Exercise ▸
Every line from the first one in the data below through the line holding "Your task is to locate the gray" is to be written out exactly, with the pictures omitted.

Source data ▸
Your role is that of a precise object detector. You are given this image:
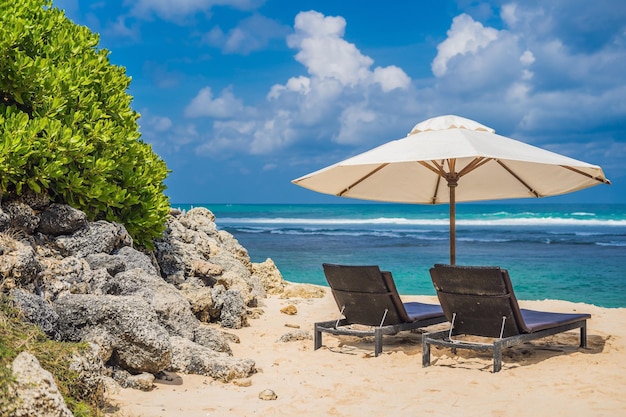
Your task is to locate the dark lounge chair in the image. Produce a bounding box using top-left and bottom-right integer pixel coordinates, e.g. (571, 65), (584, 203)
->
(315, 263), (446, 356)
(422, 264), (591, 372)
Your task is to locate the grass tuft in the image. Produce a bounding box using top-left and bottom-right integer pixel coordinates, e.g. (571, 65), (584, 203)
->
(0, 291), (104, 416)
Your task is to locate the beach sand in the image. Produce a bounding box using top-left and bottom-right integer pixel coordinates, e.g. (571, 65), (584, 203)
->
(105, 287), (626, 417)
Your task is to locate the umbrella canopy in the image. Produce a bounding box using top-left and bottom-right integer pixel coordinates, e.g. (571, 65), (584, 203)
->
(292, 115), (610, 264)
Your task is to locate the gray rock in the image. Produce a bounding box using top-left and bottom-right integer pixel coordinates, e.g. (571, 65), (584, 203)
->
(0, 207), (10, 232)
(83, 328), (116, 364)
(41, 255), (89, 285)
(0, 197), (291, 383)
(54, 221), (132, 257)
(55, 294), (172, 374)
(168, 336), (255, 382)
(0, 240), (43, 286)
(3, 201), (39, 234)
(11, 352), (73, 417)
(11, 289), (60, 340)
(276, 330), (313, 343)
(213, 287), (247, 329)
(85, 253), (127, 276)
(153, 220), (188, 284)
(38, 256), (93, 299)
(80, 268), (114, 296)
(217, 229), (252, 268)
(17, 189), (51, 210)
(179, 280), (216, 322)
(111, 369), (155, 391)
(37, 203), (87, 236)
(69, 343), (107, 407)
(94, 268), (200, 339)
(114, 246), (158, 276)
(193, 325), (232, 354)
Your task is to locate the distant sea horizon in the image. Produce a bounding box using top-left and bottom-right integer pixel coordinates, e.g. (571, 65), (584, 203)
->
(173, 203), (626, 308)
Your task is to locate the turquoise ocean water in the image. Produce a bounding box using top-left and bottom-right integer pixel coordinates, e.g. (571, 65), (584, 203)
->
(175, 204), (626, 308)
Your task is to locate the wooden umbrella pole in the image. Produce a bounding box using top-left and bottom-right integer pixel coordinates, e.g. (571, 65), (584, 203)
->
(446, 163), (459, 265)
(449, 183), (456, 265)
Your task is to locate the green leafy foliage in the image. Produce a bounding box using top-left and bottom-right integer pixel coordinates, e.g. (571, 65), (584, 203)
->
(0, 0), (170, 247)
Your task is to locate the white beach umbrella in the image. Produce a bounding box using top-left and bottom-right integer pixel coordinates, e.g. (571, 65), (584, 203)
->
(292, 115), (610, 265)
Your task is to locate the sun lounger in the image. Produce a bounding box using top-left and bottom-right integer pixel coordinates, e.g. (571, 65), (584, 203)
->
(422, 264), (590, 372)
(315, 263), (446, 356)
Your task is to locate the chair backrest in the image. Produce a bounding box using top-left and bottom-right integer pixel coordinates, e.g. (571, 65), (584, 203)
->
(322, 263), (411, 326)
(429, 264), (527, 338)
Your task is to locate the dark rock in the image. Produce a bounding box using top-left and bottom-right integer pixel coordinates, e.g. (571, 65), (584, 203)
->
(54, 221), (132, 257)
(3, 201), (39, 234)
(16, 189), (51, 210)
(11, 289), (61, 340)
(37, 204), (87, 236)
(85, 253), (126, 276)
(0, 208), (10, 232)
(114, 246), (158, 276)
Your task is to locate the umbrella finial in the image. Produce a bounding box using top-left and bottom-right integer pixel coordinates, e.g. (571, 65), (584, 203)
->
(409, 115), (495, 136)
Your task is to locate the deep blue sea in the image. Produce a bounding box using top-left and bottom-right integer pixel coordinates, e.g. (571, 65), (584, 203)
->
(174, 203), (626, 308)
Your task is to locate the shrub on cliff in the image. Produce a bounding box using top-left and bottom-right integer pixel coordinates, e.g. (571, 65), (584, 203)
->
(0, 0), (169, 247)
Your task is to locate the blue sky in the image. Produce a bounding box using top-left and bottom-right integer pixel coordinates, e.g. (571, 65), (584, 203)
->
(53, 0), (626, 204)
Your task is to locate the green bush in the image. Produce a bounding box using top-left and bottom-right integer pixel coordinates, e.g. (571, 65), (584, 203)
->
(0, 0), (170, 247)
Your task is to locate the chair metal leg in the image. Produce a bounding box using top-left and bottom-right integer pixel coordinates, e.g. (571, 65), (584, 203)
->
(580, 323), (587, 348)
(493, 341), (502, 373)
(422, 334), (431, 367)
(314, 324), (322, 350)
(374, 329), (383, 356)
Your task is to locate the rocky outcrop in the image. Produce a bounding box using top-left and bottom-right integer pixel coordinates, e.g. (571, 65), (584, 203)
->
(154, 208), (265, 309)
(1, 195), (294, 413)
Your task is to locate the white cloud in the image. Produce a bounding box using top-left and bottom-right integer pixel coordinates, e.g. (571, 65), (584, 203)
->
(506, 82), (530, 101)
(103, 15), (140, 40)
(287, 11), (373, 86)
(191, 10), (415, 158)
(184, 86), (248, 118)
(150, 116), (173, 132)
(268, 76), (311, 99)
(128, 0), (262, 23)
(501, 3), (518, 26)
(286, 11), (410, 91)
(204, 14), (289, 55)
(431, 13), (499, 77)
(520, 50), (535, 66)
(184, 5), (625, 168)
(335, 106), (377, 145)
(372, 66), (411, 93)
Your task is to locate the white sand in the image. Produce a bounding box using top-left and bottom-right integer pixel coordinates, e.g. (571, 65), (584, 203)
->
(106, 288), (626, 417)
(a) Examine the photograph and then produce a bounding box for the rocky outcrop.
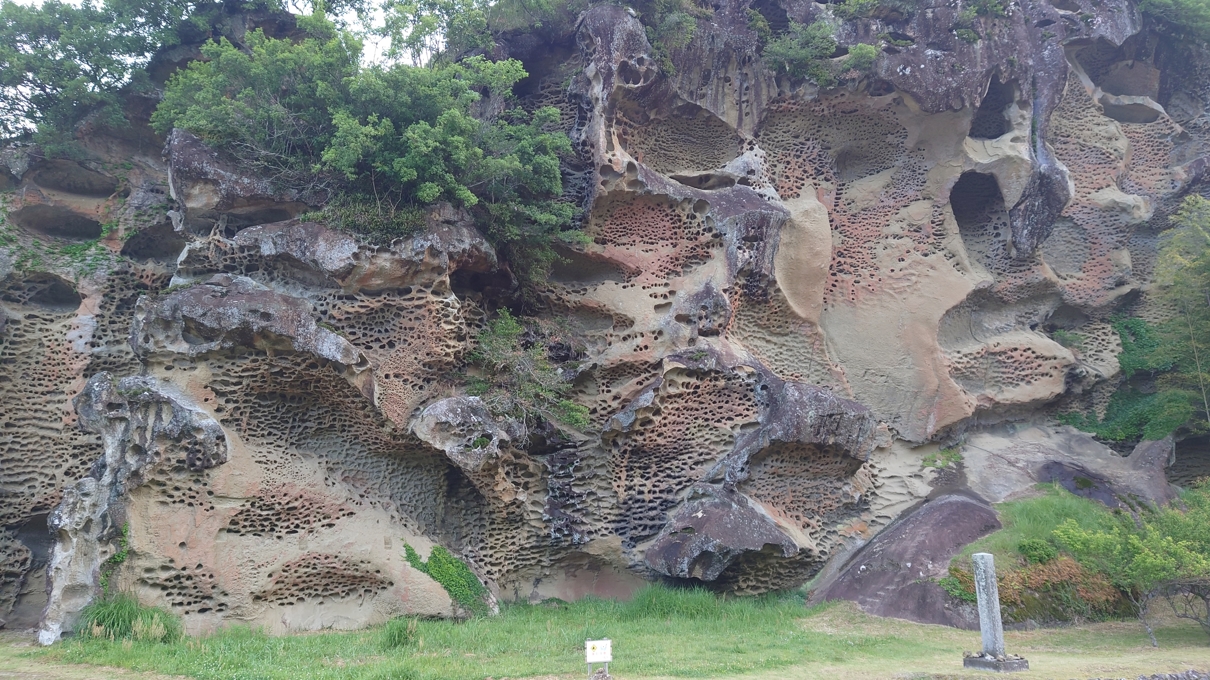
[813,493,1001,629]
[2,0,1209,639]
[961,425,1178,506]
[39,373,227,644]
[165,129,313,234]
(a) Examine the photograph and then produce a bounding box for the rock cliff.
[1,0,1207,638]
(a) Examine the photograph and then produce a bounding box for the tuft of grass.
[921,448,962,469]
[380,616,419,650]
[620,584,730,620]
[77,594,181,643]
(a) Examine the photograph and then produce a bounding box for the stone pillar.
[973,552,1005,657]
[962,552,1027,671]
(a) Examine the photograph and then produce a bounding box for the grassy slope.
[957,483,1118,568]
[7,587,1210,680]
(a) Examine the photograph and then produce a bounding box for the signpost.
[586,638,612,677]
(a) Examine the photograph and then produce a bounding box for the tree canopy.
[151,9,575,276]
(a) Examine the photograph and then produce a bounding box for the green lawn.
[24,589,833,680]
[7,586,1210,680]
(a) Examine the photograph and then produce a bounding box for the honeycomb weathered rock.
[3,0,1208,638]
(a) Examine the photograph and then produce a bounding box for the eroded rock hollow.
[2,0,1207,639]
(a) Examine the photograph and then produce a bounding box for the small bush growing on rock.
[404,544,490,616]
[955,27,981,44]
[763,21,839,87]
[466,309,590,432]
[1019,538,1058,565]
[98,523,129,596]
[1051,329,1085,351]
[78,594,182,643]
[632,0,709,75]
[842,43,878,73]
[921,448,962,469]
[938,565,978,603]
[300,193,426,244]
[746,8,772,45]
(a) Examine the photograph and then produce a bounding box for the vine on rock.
[404,544,489,616]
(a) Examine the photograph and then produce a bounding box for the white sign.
[586,638,612,664]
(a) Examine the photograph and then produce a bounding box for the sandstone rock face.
[2,0,1207,638]
[40,373,228,644]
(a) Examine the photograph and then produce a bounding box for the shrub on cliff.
[152,9,577,280]
[763,21,839,87]
[466,309,589,431]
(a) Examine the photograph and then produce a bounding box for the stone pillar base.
[963,654,1030,672]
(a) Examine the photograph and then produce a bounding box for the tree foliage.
[0,0,366,153]
[153,10,577,276]
[153,11,361,188]
[380,0,492,64]
[763,21,839,86]
[0,0,160,149]
[1054,482,1210,645]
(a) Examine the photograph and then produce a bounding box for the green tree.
[1054,511,1210,646]
[153,11,577,278]
[762,21,838,87]
[0,0,363,153]
[0,0,160,150]
[379,0,492,64]
[152,10,361,190]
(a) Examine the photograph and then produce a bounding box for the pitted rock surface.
[40,373,228,643]
[1,0,1208,638]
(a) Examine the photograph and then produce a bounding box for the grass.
[77,594,181,644]
[958,484,1118,568]
[26,587,822,680]
[5,597,1209,680]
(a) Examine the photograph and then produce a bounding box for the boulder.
[814,494,1001,628]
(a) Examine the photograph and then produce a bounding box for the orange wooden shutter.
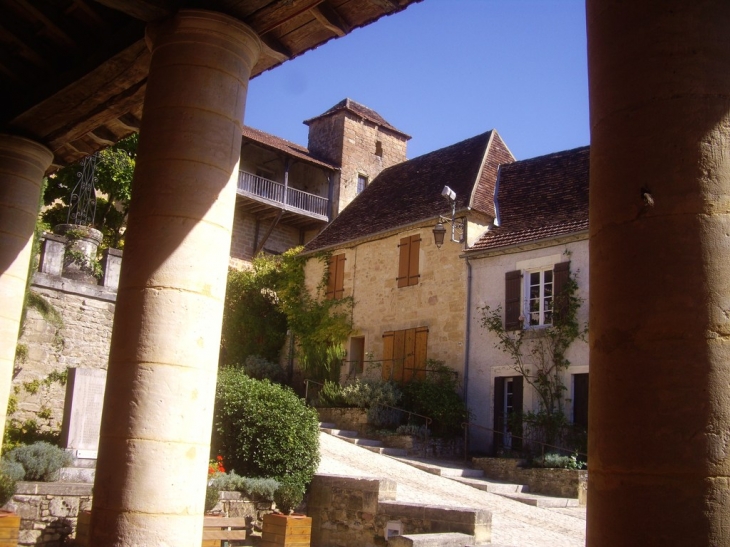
[392,329,406,383]
[403,328,416,382]
[334,254,346,299]
[382,331,394,381]
[407,235,421,286]
[414,327,428,381]
[397,237,410,288]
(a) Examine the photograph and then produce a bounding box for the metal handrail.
[237,171,328,217]
[461,421,587,464]
[303,378,324,402]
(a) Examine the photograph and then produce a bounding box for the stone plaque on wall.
[60,368,107,459]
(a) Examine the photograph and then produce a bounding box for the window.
[325,253,345,300]
[382,327,428,382]
[504,261,570,330]
[375,140,383,157]
[349,336,365,376]
[357,174,368,194]
[527,268,553,326]
[397,235,420,288]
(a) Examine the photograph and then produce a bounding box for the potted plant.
[261,480,311,547]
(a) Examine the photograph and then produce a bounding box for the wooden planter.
[261,513,311,547]
[0,511,20,547]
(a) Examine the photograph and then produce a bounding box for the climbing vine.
[221,248,353,383]
[479,260,587,446]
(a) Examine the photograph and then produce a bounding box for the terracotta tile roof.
[469,146,590,252]
[242,126,337,170]
[303,98,411,139]
[304,130,508,253]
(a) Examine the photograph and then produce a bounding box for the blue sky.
[244,0,589,162]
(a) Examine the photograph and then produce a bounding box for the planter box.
[261,513,311,547]
[0,511,20,547]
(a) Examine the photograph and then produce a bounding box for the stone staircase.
[319,423,409,456]
[318,422,581,509]
[59,456,96,484]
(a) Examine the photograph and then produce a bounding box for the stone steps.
[448,476,528,494]
[388,532,475,547]
[59,467,95,483]
[363,445,409,457]
[497,491,580,508]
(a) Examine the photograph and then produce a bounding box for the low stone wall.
[7,481,92,546]
[6,483,274,547]
[308,473,490,547]
[317,408,370,436]
[378,435,462,459]
[471,457,588,504]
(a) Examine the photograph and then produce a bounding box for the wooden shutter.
[325,254,346,300]
[407,235,420,286]
[573,373,589,428]
[504,270,522,331]
[553,261,571,324]
[397,235,421,288]
[392,329,406,382]
[334,254,346,299]
[403,328,416,382]
[382,331,394,381]
[414,327,428,381]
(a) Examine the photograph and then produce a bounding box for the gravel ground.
[317,432,586,547]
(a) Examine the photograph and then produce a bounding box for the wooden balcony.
[236,171,329,228]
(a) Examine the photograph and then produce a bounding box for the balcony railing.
[237,171,328,219]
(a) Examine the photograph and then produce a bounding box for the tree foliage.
[221,249,353,383]
[43,133,137,248]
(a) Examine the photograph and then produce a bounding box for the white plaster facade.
[465,235,589,454]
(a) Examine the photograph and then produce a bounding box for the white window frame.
[515,254,562,330]
[524,267,554,327]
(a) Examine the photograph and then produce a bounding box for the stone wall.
[317,408,370,436]
[309,473,490,547]
[8,481,92,547]
[13,235,120,431]
[471,457,587,504]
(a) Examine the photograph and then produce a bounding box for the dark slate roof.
[242,126,337,170]
[469,146,590,252]
[303,98,411,139]
[304,130,509,253]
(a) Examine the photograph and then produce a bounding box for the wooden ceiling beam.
[88,0,174,22]
[245,0,325,35]
[0,23,52,70]
[116,113,141,132]
[88,126,118,146]
[11,1,81,52]
[259,35,291,63]
[310,3,350,37]
[368,0,400,12]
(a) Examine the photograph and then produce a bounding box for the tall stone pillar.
[90,11,260,546]
[0,135,53,449]
[587,1,730,545]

Answer below ▸
Your role is that of a precise object detector. You are given this image:
Your task is to locate the dark lounge chair in the image. Produce a bounding box using top-left and bottom-right integer pixel coordinates, e.g. (571, 65), (584, 203)
->
(315, 263), (446, 356)
(422, 264), (591, 372)
Your task is to locate the grass tuft in the image. Produce a bounding box using top-left and bottom-right integer pixel coordinates, e.g. (571, 65), (584, 203)
->
(0, 291), (104, 416)
Your task is to locate the beach sand in the image. Produce a bounding box using top-left and bottom-right integer pixel coordinates, e.g. (571, 65), (584, 203)
->
(105, 287), (626, 417)
Your task is to locate the umbrella canopy in the image. Produce a bounding box using top-left and bottom-right integer pixel coordinates, e.g. (571, 65), (584, 203)
->
(292, 115), (610, 264)
Your task is to locate the gray rock in the image. Produce a bounding box using top-left and bottom-right integer pixel coordinates, e.g. (571, 65), (584, 203)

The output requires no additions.